- **PAGE TEXT**:
==================================================

Deposition of sulfur

In total, 40 mg of as-prepared Li_1.2Ni_0.2Mn_0.6O₂ powder and different amount of sulfur powder (Aldrich) were placed in two crucibles separately before transferring into tube furnace; the tube was evacuated and sealed to avoid the oxidation of sulfur. To create the sulfur atmosphere and promote the sulfur absorption, the furnace was heated to 250 °C with the ramping rate of 15 °C/min and maintained for 20 min until naturally cooled. Further vacuum annealing was carried out for the obtained products at 250 °C for 20 min to remove the residual elemental sulfide. Different amount of sulfide was used to make sulfur atmosphere with various concentrations; samples exposed in sulfur atmosphere with the sulfur resource of 50, 200, and 500 mg were labeled as S-50, S-200, and S-500, respectively. All the S-deposited samples were stored into Ar-filled glovebox directly after the S deposition.

Characterization

The phase constitution was investigated by XRD patterns that were performed on PANalytical–Empyrean XRD with Cu Kα radiation (λ = 0.15405 nm, 40 kV, 40 mA). SEM observation was carried out on a FEI Sirion XL30 SEM.

HAADF-STEM

For the preparation of HAADF-STEM samples before cycling, samples were first grinded in a mortar and then dispersed in ethanol, the solution was sonicated for 30 min, and the supernatant was deposited onto holey carbon grids. For the preparation of HAADF-STEM samples after cycling, all the processes were handled in Ar-filled glovebox. The cycled batteries were dissembled, and the electrodes were first immersed in dimethyl carbonate for 24 h; further rinses were carried out by washing the electrodes with dimethyl carbonate five times to remove the residual electrolytes. Active materials were scraped from the electrodes and crushed in the mortar in anhydrous hexane before depositing onto holey carbon grids. The specimens were sealed in Ar-filled container and stored in a glovebox until transferring into a microscope column. The HAADF-STEM images were obtained on a double-aberration-corrected S/TEM (FEI Titan Cubed G2 60-300) operated at 300 kV.

==================================================

- **ENTRIES SUPPLIED**:
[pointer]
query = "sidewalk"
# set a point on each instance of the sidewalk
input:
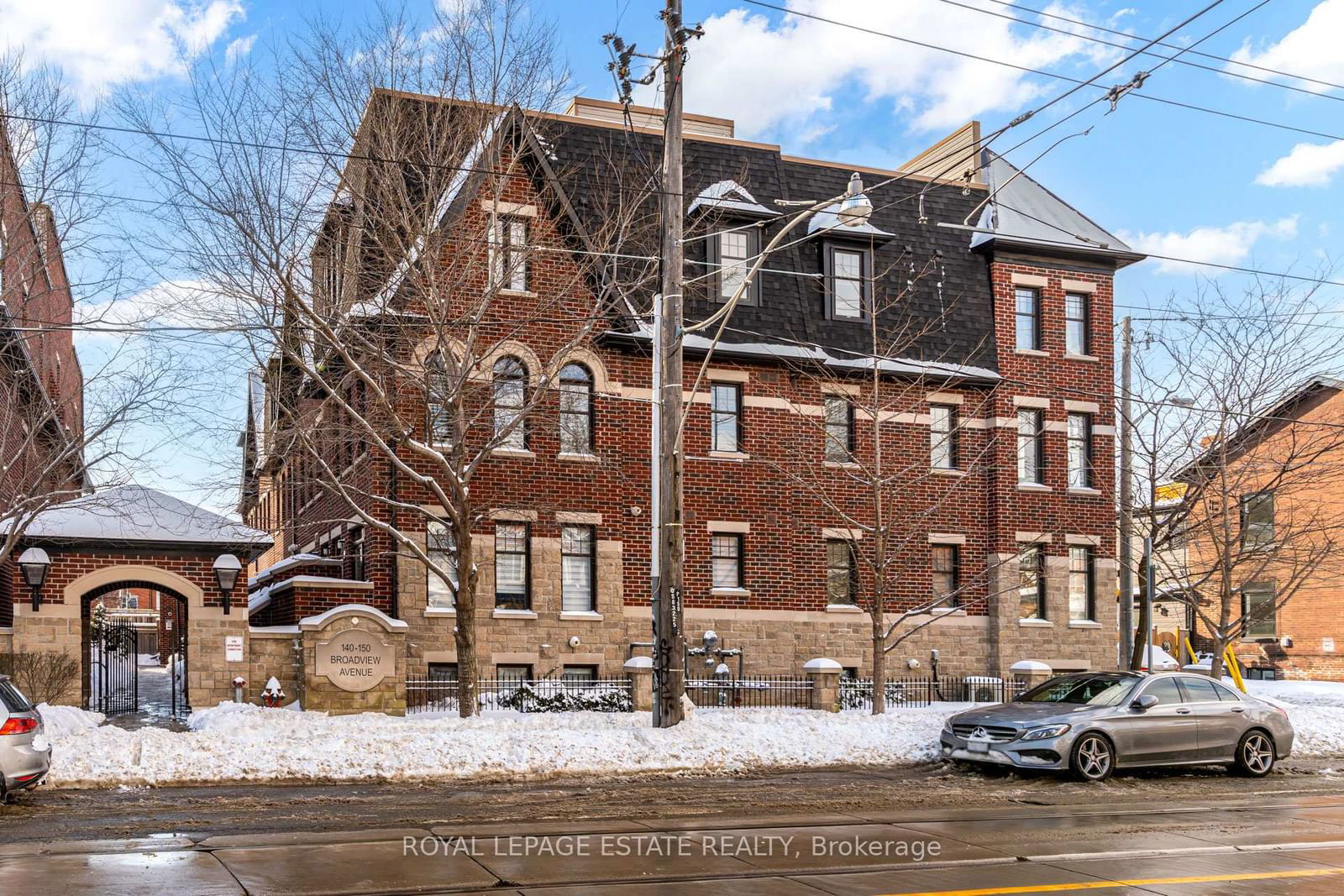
(1297, 844)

==================================================

- **TASK REQUIREMENTS**: Quote the sulfur deposition and characterization text above, from "Characterization" to "Sirion XL30 SEM.".

- **SOLUTION TO THIS PROBLEM**:
Characterization

The phase constitution was investigated by XRD patterns that were performed on PANalytical–Empyrean XRD with Cu Kα radiation (λ = 0.15405 nm, 40 kV, 40 mA). SEM observation was carried out on a FEI Sirion XL30 SEM.